━━━ Information given ━━━
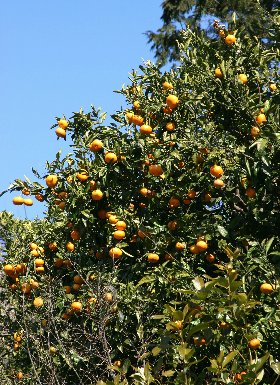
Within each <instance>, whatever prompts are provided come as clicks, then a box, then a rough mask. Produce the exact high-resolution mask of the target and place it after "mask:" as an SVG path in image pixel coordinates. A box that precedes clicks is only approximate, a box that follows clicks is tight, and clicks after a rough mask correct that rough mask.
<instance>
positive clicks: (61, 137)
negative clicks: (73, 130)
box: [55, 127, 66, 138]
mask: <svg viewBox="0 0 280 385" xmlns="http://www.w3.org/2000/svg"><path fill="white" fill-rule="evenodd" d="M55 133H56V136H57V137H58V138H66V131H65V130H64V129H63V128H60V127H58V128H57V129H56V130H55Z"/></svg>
━━━
━━━ Information given ━━━
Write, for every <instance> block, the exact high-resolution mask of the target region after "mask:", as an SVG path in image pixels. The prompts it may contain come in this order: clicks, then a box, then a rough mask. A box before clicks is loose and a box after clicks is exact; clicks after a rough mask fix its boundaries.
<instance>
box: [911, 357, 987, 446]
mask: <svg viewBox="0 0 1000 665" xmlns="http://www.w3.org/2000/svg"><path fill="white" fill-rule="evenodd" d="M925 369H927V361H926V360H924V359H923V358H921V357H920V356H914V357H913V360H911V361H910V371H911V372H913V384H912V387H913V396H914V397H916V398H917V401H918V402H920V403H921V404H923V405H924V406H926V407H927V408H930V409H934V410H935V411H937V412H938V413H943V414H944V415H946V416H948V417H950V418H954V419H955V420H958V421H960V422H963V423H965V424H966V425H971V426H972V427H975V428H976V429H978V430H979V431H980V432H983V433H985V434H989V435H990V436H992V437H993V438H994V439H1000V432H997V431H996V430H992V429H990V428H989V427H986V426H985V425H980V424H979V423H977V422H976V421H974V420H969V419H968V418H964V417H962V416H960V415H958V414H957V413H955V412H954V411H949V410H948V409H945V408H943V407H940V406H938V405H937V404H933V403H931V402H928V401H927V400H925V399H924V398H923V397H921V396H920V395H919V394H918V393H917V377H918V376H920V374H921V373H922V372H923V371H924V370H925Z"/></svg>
━━━
Aim of the task: Reproduce the lines verbatim, beginning at the line that contains "Write, for every" and ending after the line that contains "box: [911, 357, 987, 446]".

Completed exercise:
Write, for every <instance> block, the exact high-resolution mask of the target region after "mask:", as an SVG path in image pixels. The prompts it may contain come in this order: clicks, then a box, then a rough mask. A box before clicks is loose and a box after clicks is exact; clicks after a rough mask fix its boundaries.
<instance>
box: [911, 357, 987, 446]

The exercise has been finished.